PROVIDED INFORMATION ->
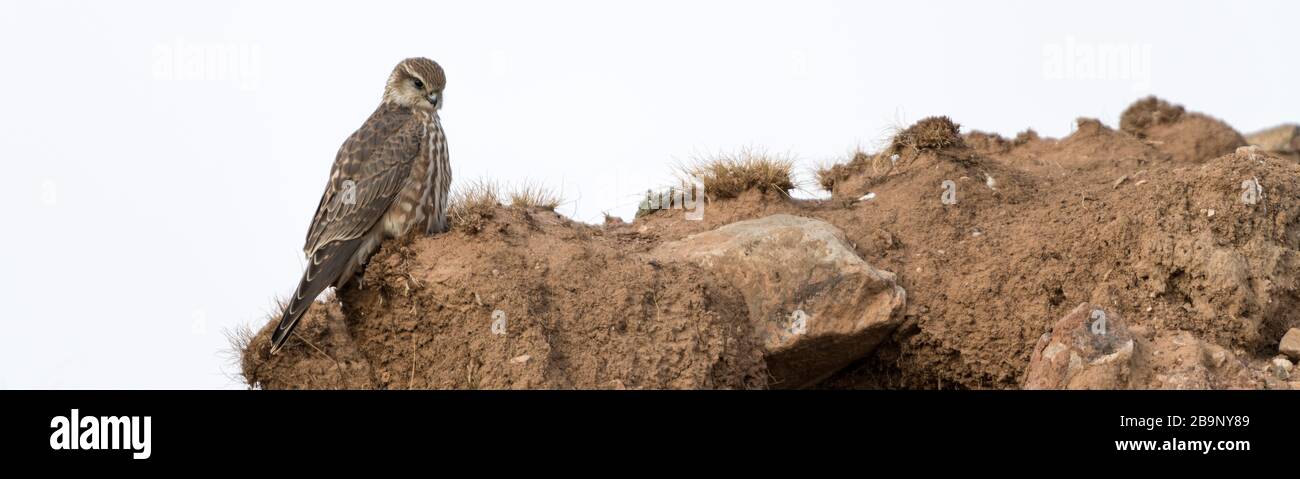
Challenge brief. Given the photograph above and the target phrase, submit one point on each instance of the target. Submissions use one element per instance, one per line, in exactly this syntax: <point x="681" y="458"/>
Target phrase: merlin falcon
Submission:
<point x="389" y="178"/>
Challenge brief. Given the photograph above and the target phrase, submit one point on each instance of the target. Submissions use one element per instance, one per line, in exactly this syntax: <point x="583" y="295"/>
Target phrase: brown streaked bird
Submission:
<point x="389" y="178"/>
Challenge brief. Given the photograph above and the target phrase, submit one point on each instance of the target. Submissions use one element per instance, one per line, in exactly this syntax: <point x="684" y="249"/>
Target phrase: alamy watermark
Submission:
<point x="237" y="63"/>
<point x="121" y="432"/>
<point x="1099" y="61"/>
<point x="689" y="197"/>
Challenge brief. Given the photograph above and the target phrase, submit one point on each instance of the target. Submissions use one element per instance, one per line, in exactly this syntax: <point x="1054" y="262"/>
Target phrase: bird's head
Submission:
<point x="416" y="83"/>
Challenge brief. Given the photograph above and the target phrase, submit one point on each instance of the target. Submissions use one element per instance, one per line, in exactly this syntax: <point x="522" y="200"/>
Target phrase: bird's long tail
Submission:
<point x="323" y="270"/>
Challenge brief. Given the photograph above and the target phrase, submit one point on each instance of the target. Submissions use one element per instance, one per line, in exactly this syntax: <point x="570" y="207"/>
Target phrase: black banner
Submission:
<point x="235" y="430"/>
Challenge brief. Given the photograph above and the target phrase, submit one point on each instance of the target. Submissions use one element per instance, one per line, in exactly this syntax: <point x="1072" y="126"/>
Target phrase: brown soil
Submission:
<point x="1105" y="216"/>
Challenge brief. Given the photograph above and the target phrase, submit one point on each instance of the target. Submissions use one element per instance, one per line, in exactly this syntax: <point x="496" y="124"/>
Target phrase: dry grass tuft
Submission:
<point x="472" y="203"/>
<point x="247" y="361"/>
<point x="1148" y="112"/>
<point x="928" y="134"/>
<point x="534" y="195"/>
<point x="832" y="173"/>
<point x="729" y="175"/>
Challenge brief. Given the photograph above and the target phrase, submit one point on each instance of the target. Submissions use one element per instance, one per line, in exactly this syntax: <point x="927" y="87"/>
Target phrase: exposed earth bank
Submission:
<point x="1161" y="254"/>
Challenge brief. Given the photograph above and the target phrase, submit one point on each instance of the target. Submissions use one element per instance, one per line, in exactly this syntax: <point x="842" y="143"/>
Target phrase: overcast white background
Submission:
<point x="161" y="160"/>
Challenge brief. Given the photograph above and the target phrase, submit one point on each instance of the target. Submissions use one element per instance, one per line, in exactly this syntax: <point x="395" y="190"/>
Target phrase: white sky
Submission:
<point x="157" y="190"/>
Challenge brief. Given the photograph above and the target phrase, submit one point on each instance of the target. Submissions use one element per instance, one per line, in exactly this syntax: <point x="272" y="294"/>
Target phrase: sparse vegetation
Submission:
<point x="729" y="175"/>
<point x="533" y="195"/>
<point x="832" y="173"/>
<point x="927" y="134"/>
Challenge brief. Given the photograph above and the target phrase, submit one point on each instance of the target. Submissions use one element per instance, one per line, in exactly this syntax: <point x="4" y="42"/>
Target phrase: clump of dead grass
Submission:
<point x="832" y="173"/>
<point x="534" y="195"/>
<point x="928" y="134"/>
<point x="473" y="202"/>
<point x="728" y="175"/>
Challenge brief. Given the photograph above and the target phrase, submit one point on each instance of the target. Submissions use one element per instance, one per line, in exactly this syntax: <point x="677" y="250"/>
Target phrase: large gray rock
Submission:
<point x="1091" y="348"/>
<point x="814" y="303"/>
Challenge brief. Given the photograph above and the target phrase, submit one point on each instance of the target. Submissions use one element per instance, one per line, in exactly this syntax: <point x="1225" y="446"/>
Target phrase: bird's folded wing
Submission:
<point x="369" y="172"/>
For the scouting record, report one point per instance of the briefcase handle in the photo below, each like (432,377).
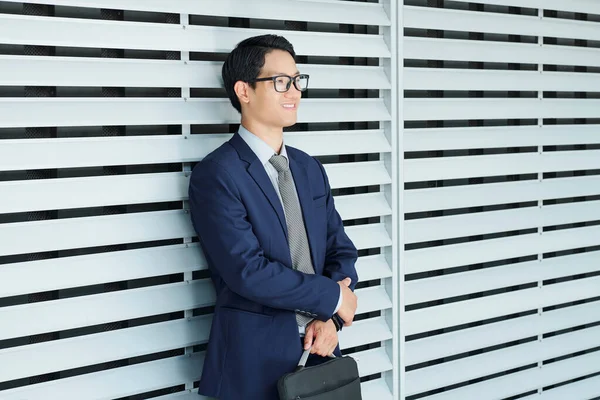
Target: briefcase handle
(304,358)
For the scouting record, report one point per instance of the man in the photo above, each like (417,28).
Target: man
(282,265)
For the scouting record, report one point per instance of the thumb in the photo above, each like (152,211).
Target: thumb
(308,337)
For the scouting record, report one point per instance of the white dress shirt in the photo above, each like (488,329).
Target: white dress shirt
(264,152)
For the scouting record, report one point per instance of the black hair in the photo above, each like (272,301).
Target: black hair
(245,62)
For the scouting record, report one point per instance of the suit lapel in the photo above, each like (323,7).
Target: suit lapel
(258,173)
(300,175)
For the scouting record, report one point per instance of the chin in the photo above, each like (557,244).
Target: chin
(286,123)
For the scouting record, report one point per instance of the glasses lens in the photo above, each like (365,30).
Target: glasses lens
(282,83)
(301,82)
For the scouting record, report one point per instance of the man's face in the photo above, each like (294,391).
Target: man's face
(269,107)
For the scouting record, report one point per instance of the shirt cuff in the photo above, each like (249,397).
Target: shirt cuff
(339,303)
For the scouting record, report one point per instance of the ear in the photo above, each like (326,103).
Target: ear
(242,90)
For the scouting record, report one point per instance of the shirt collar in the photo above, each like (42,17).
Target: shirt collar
(263,151)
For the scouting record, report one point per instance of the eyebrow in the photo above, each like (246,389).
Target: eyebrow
(283,73)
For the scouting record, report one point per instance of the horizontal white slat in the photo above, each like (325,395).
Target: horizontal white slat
(457,313)
(491,108)
(372,361)
(376,389)
(504,136)
(581,390)
(372,267)
(440,257)
(423,169)
(314,10)
(365,331)
(102,151)
(116,383)
(501,80)
(445,286)
(449,373)
(522,382)
(361,206)
(503,52)
(73,32)
(369,236)
(373,298)
(77,271)
(358,174)
(97,72)
(499,193)
(86,270)
(73,233)
(186,395)
(427,229)
(56,315)
(68,193)
(478,337)
(23,196)
(582,6)
(498,23)
(22,112)
(42,358)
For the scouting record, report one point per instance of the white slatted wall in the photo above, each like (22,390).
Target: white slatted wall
(487,289)
(104,108)
(502,199)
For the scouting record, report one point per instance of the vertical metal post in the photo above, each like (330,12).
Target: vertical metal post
(540,256)
(186,131)
(393,193)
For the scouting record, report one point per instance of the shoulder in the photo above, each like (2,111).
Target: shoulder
(221,161)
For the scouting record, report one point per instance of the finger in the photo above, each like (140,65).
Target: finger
(308,338)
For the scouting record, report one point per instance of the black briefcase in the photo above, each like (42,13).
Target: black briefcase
(333,380)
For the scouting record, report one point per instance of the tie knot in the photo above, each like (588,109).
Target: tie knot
(280,163)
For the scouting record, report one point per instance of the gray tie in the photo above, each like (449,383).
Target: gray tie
(297,239)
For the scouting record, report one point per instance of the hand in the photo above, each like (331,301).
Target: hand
(349,302)
(322,336)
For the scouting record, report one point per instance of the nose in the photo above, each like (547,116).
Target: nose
(293,92)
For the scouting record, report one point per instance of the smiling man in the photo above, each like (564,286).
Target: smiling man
(282,265)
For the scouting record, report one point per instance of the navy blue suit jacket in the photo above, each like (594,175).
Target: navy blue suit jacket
(241,226)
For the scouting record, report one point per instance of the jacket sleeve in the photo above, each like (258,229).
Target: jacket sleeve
(341,254)
(227,239)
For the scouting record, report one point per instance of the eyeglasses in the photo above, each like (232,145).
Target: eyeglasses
(283,83)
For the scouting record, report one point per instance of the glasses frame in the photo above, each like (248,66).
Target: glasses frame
(292,79)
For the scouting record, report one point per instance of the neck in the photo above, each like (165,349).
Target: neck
(273,136)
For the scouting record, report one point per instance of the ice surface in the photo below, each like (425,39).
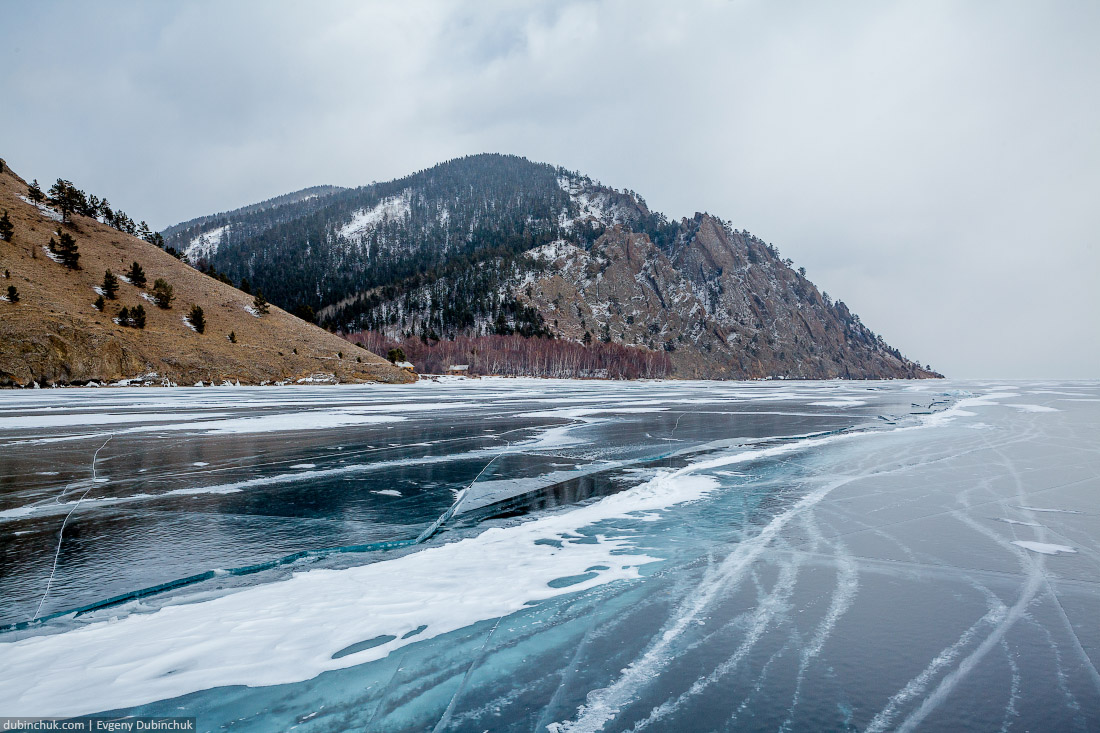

WRITTEN TASK ->
Copy all of the data above line for line, without the pictures.

REPLY ->
Challenge brief. Given the photograph above and the target phrase, submit one point on each instance of the target. Submissions use one element per instance, one per line, in exactly this syntax: <point x="681" y="458"/>
Target phrase: merlin falcon
Submission:
<point x="389" y="178"/>
Challenge brief. Given the photograph above and the target phrase, submit one point on each instance of the target. Submissions use one element per instance, one per line, in exactly this syntax: <point x="583" y="295"/>
Target phrase: brown streaked bird
Submission:
<point x="389" y="178"/>
Challenge brief. Given the photograph above and the target phrase, submit one point on each instance of the target. Submissions use one element per instance, one per line, in exactly this syntax: <point x="684" y="249"/>
Target phrase: alamy watermark
Submission:
<point x="237" y="63"/>
<point x="121" y="432"/>
<point x="1099" y="61"/>
<point x="689" y="197"/>
Challenge brief. Given the photograph above and the target phrase, submit one point on each instance of the target. Submissions use one element per instance, one per line, in exactly this syntax: <point x="1054" y="262"/>
Target phrase: bird's head
Submission:
<point x="416" y="83"/>
Challenge brief. Given the photograph above and the target phrase, submit one point on each instance of the target. Submissions use one element per instance, one per line, in exactly this syntax: <point x="522" y="200"/>
Target phrase: bird's long tail
Submission:
<point x="323" y="270"/>
Challenge brief. Given the photograph above and the target phrase, submit one point on each instance of the target. Submissions use one element per instance, one per line, in exactly this syntax: <point x="570" y="207"/>
Target phrase: black banner
Submission:
<point x="235" y="430"/>
Challenge brief. Given the photograph above and the target phrase, submit one point on each instance of the target. Submissions use one element per instance, one per line, in exactly this syntax: <point x="1072" y="126"/>
Target phrase: brown soil
Submission:
<point x="1105" y="216"/>
Challenge brief. Given the photograph above and the target phrase, submit one point on each instance of the target. Submissions use one element per instance, one per line, in exactly this syntax: <point x="496" y="124"/>
Target phrase: dry grass tuft
Submission:
<point x="472" y="203"/>
<point x="247" y="361"/>
<point x="1148" y="112"/>
<point x="928" y="134"/>
<point x="534" y="195"/>
<point x="832" y="173"/>
<point x="729" y="175"/>
Challenge brief. Given the photograph above and the target phrase, submit one point on each instance of the target. Submissions use one element per instance, one per line, in exactly this syntax: <point x="927" y="87"/>
Target phrase: exposed earth bank
Submission:
<point x="1161" y="254"/>
Challenge brief. Given the photograph above and the target phrase, submit one point on each instance of the target. Submissions use one element per instance, one per line, in exactly this syntax: <point x="842" y="143"/>
Target phrase: overcast white background
Submission:
<point x="161" y="160"/>
Challenge brief. Given the photograph above and the target phrase, submit one point on each instance of the target. Submissions use one element per instance, one per line, in exactly this syntax: <point x="395" y="190"/>
Target phrase: white sky
Submission:
<point x="157" y="190"/>
Challenge brief. Given the photograph above and the target phrase, submit one point on each instance of the target. Submissions use one element per instance, one per line, in exactly this syntax: <point x="272" y="294"/>
Target phrase: sparse vegetation
Submission:
<point x="729" y="175"/>
<point x="533" y="195"/>
<point x="832" y="173"/>
<point x="927" y="134"/>
Challenge brief. Given the photograph above and the target phrase, submit one point on each instance of the target. Submissions use one element per instance, one per line, in exactly this syntax: <point x="4" y="42"/>
Target phrase: clump of dead grass
Submission:
<point x="832" y="173"/>
<point x="534" y="195"/>
<point x="928" y="134"/>
<point x="473" y="202"/>
<point x="728" y="175"/>
Challenge brief. Given the photograph above and the target phrase, submit one point on each instance of the target. Submissions use one element per instance, one per line, in exactly this syntax: <point x="677" y="250"/>
Target phrase: large gray rock
Submission:
<point x="1091" y="348"/>
<point x="814" y="303"/>
Challenge brief. Given the photograph above and the target phrase, submit one point on each instance of the target. Submissions use one element per instance, one per line, in exactly this syntax: <point x="1225" y="446"/>
Target phrase: bird's folded wing
Submission:
<point x="369" y="172"/>
For the scouting record, report one point per instance of the briefcase handle in the photo below, each like (432,377).
Target: briefcase handle
(304,358)
For the scouting record, report one point per instance of the man in the photo above, each like (417,28).
Target: man
(282,265)
For the scouting record, report one point per instance of the thumb in the photo above, each like (152,211).
Target: thumb
(308,337)
For the scouting record, report one point per instance of the white dress shirt in the photo above, each like (488,329).
Target: white dress shirt
(264,152)
For the scouting record, report one point per instance of the black hair in the photo above, each like (272,301).
Target: black hair
(245,62)
For the scouting record, report one point per instance of the suit lapel in the photo above, each like (323,7).
Target: suit lapel
(258,173)
(300,175)
For the scouting record, report one point per instance of the chin in the photo above, each like (557,244).
Target: chin
(286,123)
For the scouting record, report one point per instance of the glasses lens in the photo above, each like (365,30).
Target: glasses lens
(282,83)
(301,82)
For the scouting record, report one point per instance of the man's face in the photo above, each like (294,391).
Target: man's face
(269,107)
For the scouting record, report one point per instance of the shirt cuff in the photo above, each like (249,397).
Target: shirt cuff
(339,303)
For the scouting record, report one point per instance of the ear in the photo above, each like (326,103).
Target: ear
(242,90)
For the scouting record, report one point per instance of the shirt collar in the photo above, each like (42,17).
Target: shirt collar
(263,151)
For the scouting record, report one point per instance of the eyebrow in the photo above, each like (246,389).
Target: eyebrow
(283,73)
For the scouting record, report one point per instance of the horizontal white slat in the photo above, each like (325,395).
Target: horizontal white slat
(457,313)
(491,108)
(372,361)
(376,389)
(504,136)
(581,390)
(372,267)
(440,257)
(423,169)
(314,10)
(365,331)
(102,151)
(116,383)
(501,80)
(445,286)
(449,373)
(522,382)
(361,206)
(503,52)
(73,32)
(369,236)
(373,298)
(77,271)
(358,174)
(97,72)
(499,193)
(86,270)
(73,233)
(186,395)
(427,229)
(56,315)
(68,193)
(478,337)
(23,196)
(582,6)
(498,23)
(22,112)
(42,358)
For the scouting record, report one point per instance of the white slatted wall in the photo above, each like (22,390).
Target: white slatted wall
(487,289)
(104,108)
(502,199)
For the scouting record, report one point per instance of the vertical metal post in the photo above, each like (330,12).
Target: vertical metal post
(540,256)
(186,131)
(393,193)
For the scouting record, report one point per instance of the shoulder in the photo above, each like (2,111).
Target: shoulder
(221,161)
For the scouting record, report one point per instance of the finger in the photo above, each like (140,65).
Target: finger
(308,338)
For the scouting record, report one point per instance of the black briefcase in the photo above, each like (42,13).
Target: black briefcase
(333,380)
For the scouting record, report one point per instance of the tie knot in the photo above, each like (588,109).
Target: tie knot
(280,163)
For the scouting record, report one point per instance of the gray tie in the photo above, each like (449,383).
Target: gray tie
(297,239)
For the scouting record, report one point per instance of the hand in the photo above, each like (331,301).
Target: hand
(349,302)
(322,336)
For the scouting record, report one point per instance of the nose in the photo above, each like (547,116).
Target: nose
(293,92)
For the scouting record, report one point per instance of the smiling man in the photo above, each like (564,286).
Target: smiling man
(282,265)
For the scouting record, report one point per instance of the navy blue suit jacket in the photo above, each like (594,175).
Target: navy blue suit jacket
(241,226)
For the scouting record, report one point per instance of the jacket sleeve in the photo above, each like (258,229).
Target: jacket sleeve
(341,254)
(227,239)
For the scouting record, report one point per instance of the eyeglasses in the photo above, each like (232,145).
Target: eyeglasses
(283,83)
For the scouting record, report one point per instance of the glasses frame in the photo above, each like (248,66).
Target: glasses frame
(292,79)
For the scouting record, report one point per instance of the neck in the photo above, each like (165,349).
Target: neck
(273,136)
For the scouting record, report one point per instance of the ice surface in the photo below, each like (425,39).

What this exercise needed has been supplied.